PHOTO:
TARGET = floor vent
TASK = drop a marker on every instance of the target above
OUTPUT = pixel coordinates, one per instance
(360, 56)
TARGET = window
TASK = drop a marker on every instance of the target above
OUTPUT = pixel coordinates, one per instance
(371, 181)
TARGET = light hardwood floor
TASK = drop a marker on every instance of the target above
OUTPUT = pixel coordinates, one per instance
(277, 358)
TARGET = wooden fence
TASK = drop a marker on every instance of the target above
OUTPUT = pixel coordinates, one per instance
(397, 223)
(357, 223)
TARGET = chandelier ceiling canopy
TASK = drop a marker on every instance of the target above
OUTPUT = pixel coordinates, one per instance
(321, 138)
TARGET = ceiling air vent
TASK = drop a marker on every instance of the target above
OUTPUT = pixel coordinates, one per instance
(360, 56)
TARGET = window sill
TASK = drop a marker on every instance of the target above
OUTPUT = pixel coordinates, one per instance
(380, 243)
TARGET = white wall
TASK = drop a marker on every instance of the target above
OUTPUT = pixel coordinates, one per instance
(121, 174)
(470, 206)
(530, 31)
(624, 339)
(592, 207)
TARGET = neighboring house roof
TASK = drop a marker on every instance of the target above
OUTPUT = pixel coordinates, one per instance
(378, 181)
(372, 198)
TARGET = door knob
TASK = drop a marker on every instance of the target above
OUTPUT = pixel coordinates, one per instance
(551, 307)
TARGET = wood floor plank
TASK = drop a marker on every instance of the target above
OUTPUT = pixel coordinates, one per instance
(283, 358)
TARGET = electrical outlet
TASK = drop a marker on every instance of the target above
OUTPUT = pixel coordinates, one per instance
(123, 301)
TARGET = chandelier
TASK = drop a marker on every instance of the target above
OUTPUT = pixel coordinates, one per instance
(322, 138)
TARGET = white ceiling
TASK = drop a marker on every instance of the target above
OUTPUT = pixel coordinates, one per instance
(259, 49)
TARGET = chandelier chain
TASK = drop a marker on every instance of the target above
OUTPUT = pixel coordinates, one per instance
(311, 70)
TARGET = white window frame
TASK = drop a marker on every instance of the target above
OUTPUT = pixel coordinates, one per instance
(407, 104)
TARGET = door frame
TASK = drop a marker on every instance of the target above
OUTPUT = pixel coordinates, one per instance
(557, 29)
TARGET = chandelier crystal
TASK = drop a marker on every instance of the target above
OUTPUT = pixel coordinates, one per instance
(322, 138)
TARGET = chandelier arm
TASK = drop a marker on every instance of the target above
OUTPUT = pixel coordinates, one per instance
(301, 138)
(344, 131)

**EXERCISE:** Arrange the lines of the records as a Markdown table with the columns Row and Line, starting at the line containing "TARGET = chandelier crystal" and ending at the end of the records, both ends included. Number each line in Row, put the line's text in Line, and leave out blank lines.

**COMPLETED EXERCISE:**
| Row | Line |
|---|---|
| 1 | TARGET = chandelier crystal |
| 2 | TASK = drop a marker on every instance of the target above |
| 3 | OUTPUT = pixel coordinates, one per instance |
| 4 | (322, 138) |
| 5 | TARGET = chandelier arm |
| 6 | TASK = drop a marker on every instance of the target above |
| 7 | OUTPUT = pixel coordinates, one per instance |
| 8 | (301, 138) |
| 9 | (344, 131) |